_Provided information_:
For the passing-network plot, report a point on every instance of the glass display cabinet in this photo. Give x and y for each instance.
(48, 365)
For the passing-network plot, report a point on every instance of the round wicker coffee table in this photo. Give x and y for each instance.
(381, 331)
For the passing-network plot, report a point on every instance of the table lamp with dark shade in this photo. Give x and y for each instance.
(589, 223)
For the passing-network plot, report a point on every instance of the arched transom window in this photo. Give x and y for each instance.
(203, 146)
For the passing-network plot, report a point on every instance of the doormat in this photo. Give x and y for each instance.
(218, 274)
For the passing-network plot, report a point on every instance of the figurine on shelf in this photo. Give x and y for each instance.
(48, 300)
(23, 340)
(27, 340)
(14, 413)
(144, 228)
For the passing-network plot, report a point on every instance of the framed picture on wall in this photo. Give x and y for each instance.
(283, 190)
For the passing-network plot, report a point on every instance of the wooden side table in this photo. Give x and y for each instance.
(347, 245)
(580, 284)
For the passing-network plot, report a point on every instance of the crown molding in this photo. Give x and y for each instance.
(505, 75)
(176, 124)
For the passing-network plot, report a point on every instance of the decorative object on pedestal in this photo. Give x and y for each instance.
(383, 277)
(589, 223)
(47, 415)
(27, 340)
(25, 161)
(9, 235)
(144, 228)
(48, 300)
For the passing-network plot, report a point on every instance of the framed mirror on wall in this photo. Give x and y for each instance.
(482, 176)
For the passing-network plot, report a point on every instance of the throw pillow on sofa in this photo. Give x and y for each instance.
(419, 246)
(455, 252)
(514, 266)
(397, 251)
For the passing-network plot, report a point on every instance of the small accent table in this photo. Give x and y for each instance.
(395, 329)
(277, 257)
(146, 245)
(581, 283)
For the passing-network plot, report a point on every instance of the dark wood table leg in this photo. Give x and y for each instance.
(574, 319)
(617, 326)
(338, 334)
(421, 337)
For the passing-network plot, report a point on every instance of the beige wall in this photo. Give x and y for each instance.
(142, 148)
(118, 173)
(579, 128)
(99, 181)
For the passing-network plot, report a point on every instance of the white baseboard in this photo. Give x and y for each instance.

_What the task requires_: Please make an exact copy of every record, leaving nothing out.

_Response to the exercise_:
For the passing-network plot, report a point on every instance of the glass display cabinet in this photo. Give x and y for each instance.
(48, 365)
For the passing-network plot, report a point on every instance of the round wicker coffee table in this photo. Give x and y for each instance.
(381, 331)
For the passing-network plot, report a point on every instance of the table lamp with dark shade in this photo. Give x and y for each instance.
(589, 223)
For the passing-network plot, report a point on every instance of the arched transom window in this photo. Give x and y for each instance.
(203, 146)
For the passing-network plot, report a point on every instance of the doormat in this photo. Give x and y for each instance.
(218, 274)
For the passing-network plot, report a point on every instance of the figurine on shelf in this photo. Give x and y for each instance.
(48, 300)
(23, 340)
(27, 340)
(14, 413)
(144, 228)
For the passing-network plot, report a point on every instance of the framed picture on wall in this photo. Give x and y for each instance.
(283, 190)
For the passing-network plot, report a point on every instance of the wooden side table in this photo. Give x and y for each instance.
(347, 245)
(580, 284)
For the passing-network plot, report a point on every instance of the crown molding in this photo. Give x and y for each instance.
(505, 75)
(176, 124)
For the passing-network plot, report a point on every instance of the decorative object on pedestal in this photo. Give x and y for each instance.
(383, 277)
(589, 223)
(47, 415)
(27, 340)
(25, 161)
(9, 235)
(144, 228)
(48, 300)
For the passing-network plot, report a point on every instance of the framed mirror on wall in this photo. Give x and y for each instance.
(482, 176)
For the passing-network plot, report a point on every instance of the throw pillow on sofa in this photo. Give x and y for each instance.
(419, 246)
(455, 252)
(514, 266)
(397, 251)
For the passing-network plot, report a point on every instance of the small accent table in this photo. Give x and y for each instance.
(395, 329)
(277, 257)
(146, 245)
(581, 283)
For the passing-network plot, report a point on every instance of the dark wood table leg in this photo. Give x and y for each instance.
(574, 319)
(617, 326)
(338, 334)
(421, 337)
For the passing-network plot, report a point on every instance of the beige wall in this photo. Give x and y for each instance.
(142, 148)
(118, 173)
(579, 128)
(99, 181)
For the passing-network plot, report a point on every instance of the white baseboard in this photo. Give x and y for each instance.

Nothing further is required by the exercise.